• [Work to be completed] All records below are to be transcribed exactly, with every picture left out.

[Phrase grounding data]
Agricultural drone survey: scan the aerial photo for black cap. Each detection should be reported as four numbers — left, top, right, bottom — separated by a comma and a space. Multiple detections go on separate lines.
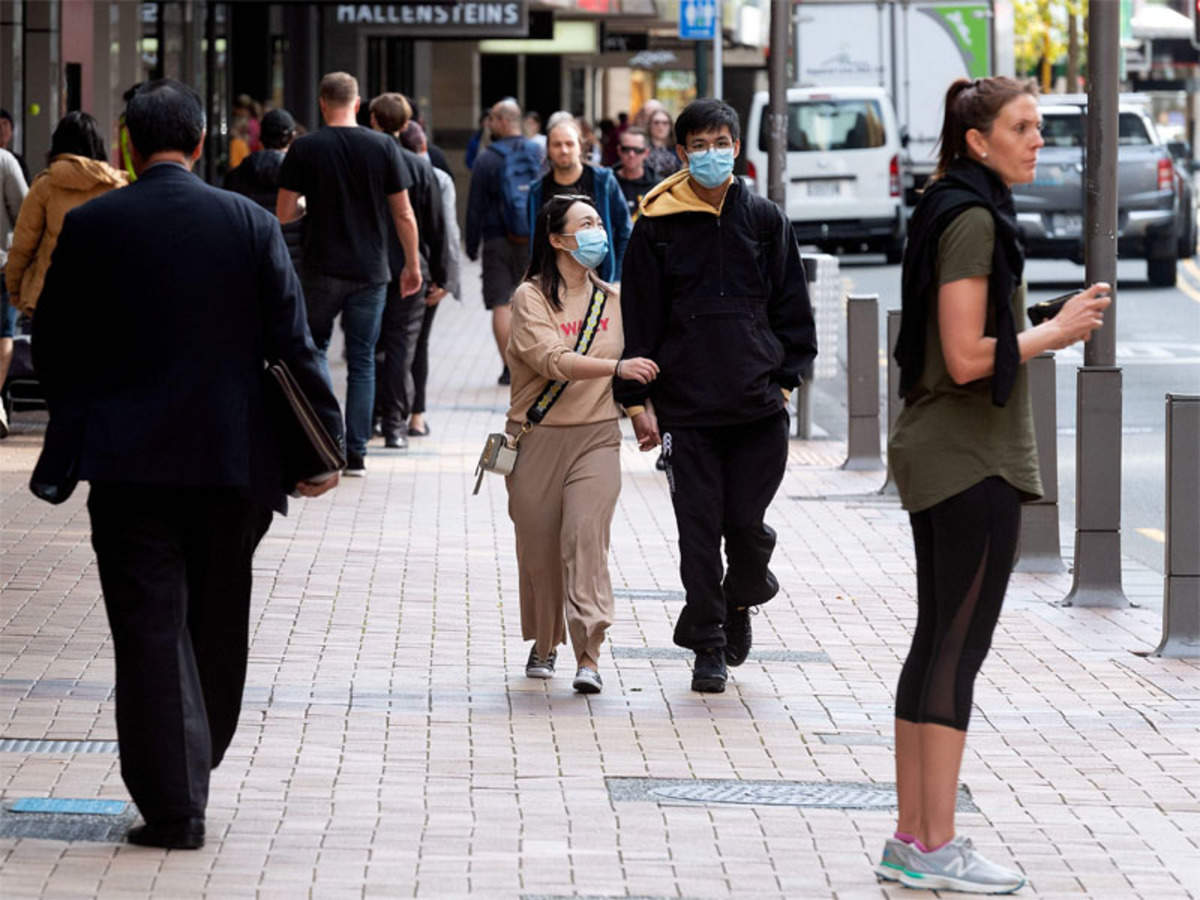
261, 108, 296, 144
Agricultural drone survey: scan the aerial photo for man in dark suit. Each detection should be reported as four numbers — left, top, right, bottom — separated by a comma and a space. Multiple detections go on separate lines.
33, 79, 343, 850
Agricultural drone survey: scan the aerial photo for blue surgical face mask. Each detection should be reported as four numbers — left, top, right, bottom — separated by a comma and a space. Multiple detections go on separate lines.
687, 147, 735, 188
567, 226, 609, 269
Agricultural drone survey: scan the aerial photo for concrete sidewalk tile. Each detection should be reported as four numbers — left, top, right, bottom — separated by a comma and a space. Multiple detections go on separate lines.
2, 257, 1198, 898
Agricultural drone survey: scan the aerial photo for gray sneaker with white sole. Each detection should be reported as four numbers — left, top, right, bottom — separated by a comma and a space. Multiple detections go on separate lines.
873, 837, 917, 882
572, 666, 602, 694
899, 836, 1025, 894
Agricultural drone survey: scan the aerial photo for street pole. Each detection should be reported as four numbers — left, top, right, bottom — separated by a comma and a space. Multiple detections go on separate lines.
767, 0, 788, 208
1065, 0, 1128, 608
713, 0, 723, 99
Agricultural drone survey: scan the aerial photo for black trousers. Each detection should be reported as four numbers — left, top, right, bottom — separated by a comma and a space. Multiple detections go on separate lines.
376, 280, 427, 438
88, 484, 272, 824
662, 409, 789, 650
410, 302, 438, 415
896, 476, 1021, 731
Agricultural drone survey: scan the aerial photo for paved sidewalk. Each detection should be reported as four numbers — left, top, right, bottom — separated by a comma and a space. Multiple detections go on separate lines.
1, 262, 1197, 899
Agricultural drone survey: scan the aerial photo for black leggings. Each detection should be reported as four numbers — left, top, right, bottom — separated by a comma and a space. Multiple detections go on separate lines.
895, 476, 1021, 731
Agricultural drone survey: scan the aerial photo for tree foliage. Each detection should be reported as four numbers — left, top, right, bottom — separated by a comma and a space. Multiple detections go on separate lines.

• [Task answer]
Agricultural drone survey: scan the aerial photo for black cap. Each detection should be reported as four numbers — left, top, right, bottom — separated by a comma and a space. Multiple detections go on separate lines.
261, 108, 296, 144
Agricultural drone survey: scan the aerial photo for man in dark suit. Each detection should be reported as four numbers — left, top, right, bottom — separated by a comma and a space. Multiple detections go on separate lines.
33, 79, 343, 850
Agricultural drone survey: scan the aerial photo for blue surgical face mask. Each detection should be reported as four numbers — left, top, right, bottom — separated by a comma and a space. Multiple detections go on separate lines.
687, 147, 735, 188
567, 226, 609, 269
Agricultural drone survey: scan the aerial photo for concrete sidewalk tile. Each detection should be reported as four numbers — left, top, right, bottom — separated by a comma and a space. Multiple detections go on separate lines.
2, 257, 1198, 898
Agricultural drone survey: scan the aerial photo for gray sneaker with white sole. Each detection should be reported as four numbers — left, top, right, bottom — separated by a comma and a space. Multiple detections go on separate lines.
873, 837, 917, 882
572, 666, 602, 694
899, 836, 1025, 894
Agricultural drone survey: scan the aerial photo for street pole. Each detection should be reported as four numbers — left, top, right, bottom — separated by a comma and a space. Multiple detections go on separate lines.
767, 0, 788, 208
1065, 0, 1128, 608
713, 0, 723, 99
Agricultural drone survey: scan the aerial photo for black trousers. Each detection should be reported as four numbers — left, top, right, bottom — separated by a comma and a space. Multiple detections go on separate lines.
376, 280, 427, 438
88, 484, 272, 824
662, 409, 789, 650
410, 302, 438, 415
896, 476, 1021, 731
Agricultural drone survey: scan the aerial photo for paved sidewalk. Each detection should be reported as four numbers — left, top, right, bottom — separated by a comma and a space. Multiple detections go on separate lines.
1, 262, 1197, 899
Agricultural drone survey: scan the aerial photo for black leggings. Each detection should be reported as four numbers — left, top, right, bottom — separated by a comma and a space. Multiple detections go on separate lines.
895, 476, 1021, 731
Agricultural drone survey: scan the aerial photo for tree foliage. Each detection should be reported as four numbers — left, top, right, bottom — separated by a comma and a space. Multiple detections go on separate lines.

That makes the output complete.